◆ **To do**
Return each line of the listing that has the word "deck" in it.

◆ **Data supplied**
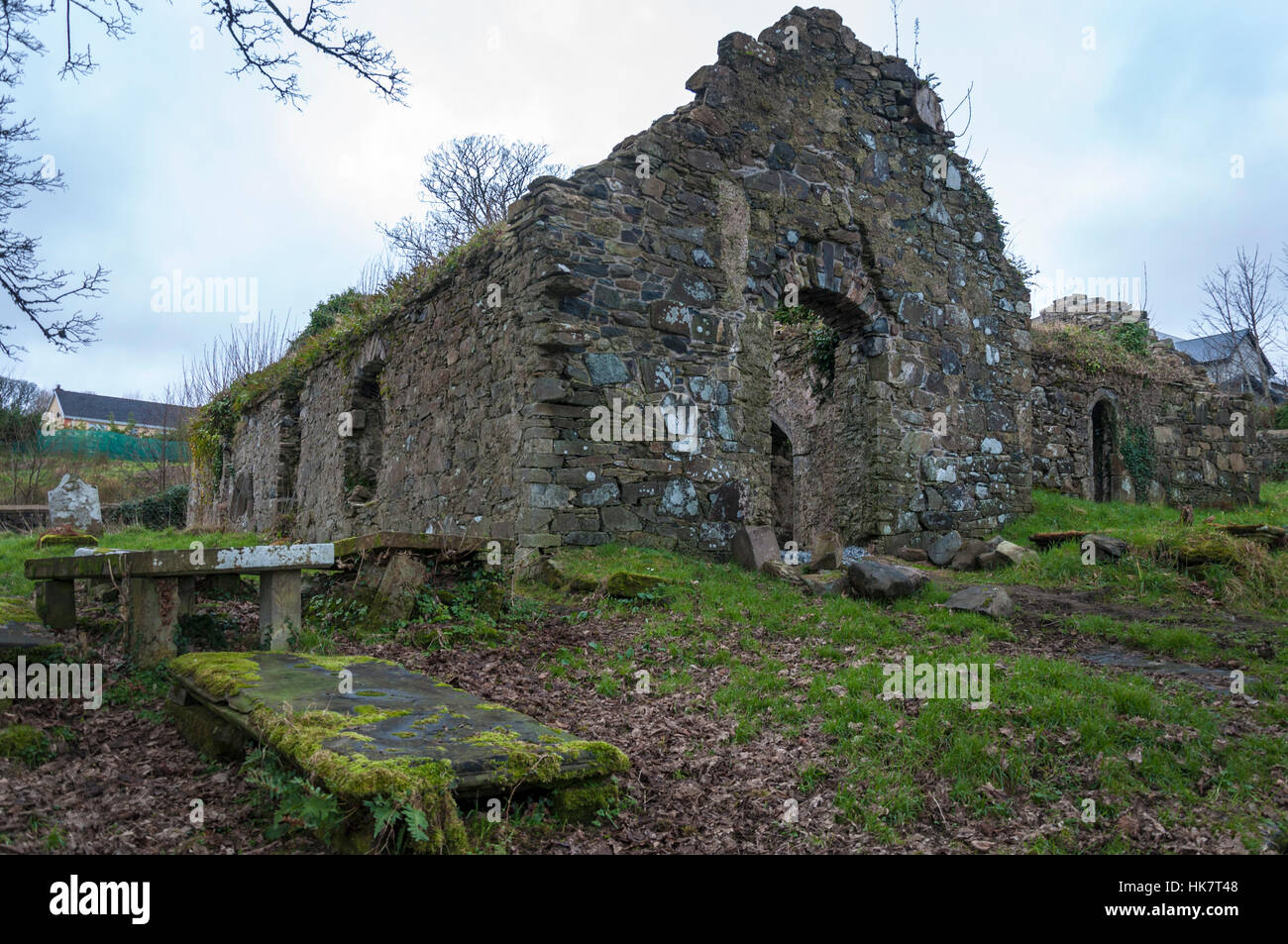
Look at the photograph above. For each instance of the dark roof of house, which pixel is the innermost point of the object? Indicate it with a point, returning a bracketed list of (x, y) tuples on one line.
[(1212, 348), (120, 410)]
---
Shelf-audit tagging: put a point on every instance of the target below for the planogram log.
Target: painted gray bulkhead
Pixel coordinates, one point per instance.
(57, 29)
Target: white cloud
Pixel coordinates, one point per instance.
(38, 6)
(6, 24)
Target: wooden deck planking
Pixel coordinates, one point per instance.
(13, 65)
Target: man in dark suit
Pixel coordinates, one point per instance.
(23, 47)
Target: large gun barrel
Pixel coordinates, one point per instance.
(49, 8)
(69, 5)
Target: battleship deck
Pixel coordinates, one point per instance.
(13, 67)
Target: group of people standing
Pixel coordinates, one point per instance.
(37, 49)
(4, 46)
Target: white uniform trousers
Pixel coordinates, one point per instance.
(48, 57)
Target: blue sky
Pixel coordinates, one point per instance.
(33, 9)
* * *
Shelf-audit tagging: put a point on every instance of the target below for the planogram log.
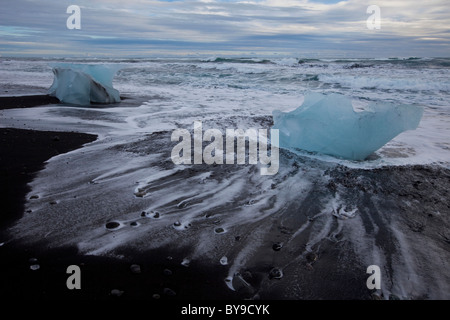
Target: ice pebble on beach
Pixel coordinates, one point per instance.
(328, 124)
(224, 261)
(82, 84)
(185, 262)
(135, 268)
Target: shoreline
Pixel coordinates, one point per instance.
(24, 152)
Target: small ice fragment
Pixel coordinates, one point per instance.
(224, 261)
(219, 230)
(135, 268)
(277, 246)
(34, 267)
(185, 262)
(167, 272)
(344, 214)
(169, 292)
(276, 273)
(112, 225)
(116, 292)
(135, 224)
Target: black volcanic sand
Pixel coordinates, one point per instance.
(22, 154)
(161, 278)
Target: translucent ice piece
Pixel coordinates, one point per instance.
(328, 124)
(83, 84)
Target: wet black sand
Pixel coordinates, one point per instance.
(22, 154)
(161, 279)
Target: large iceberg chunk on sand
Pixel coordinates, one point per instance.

◆ **Output for this exercise**
Target: wooden deck planking
Target: battleship deck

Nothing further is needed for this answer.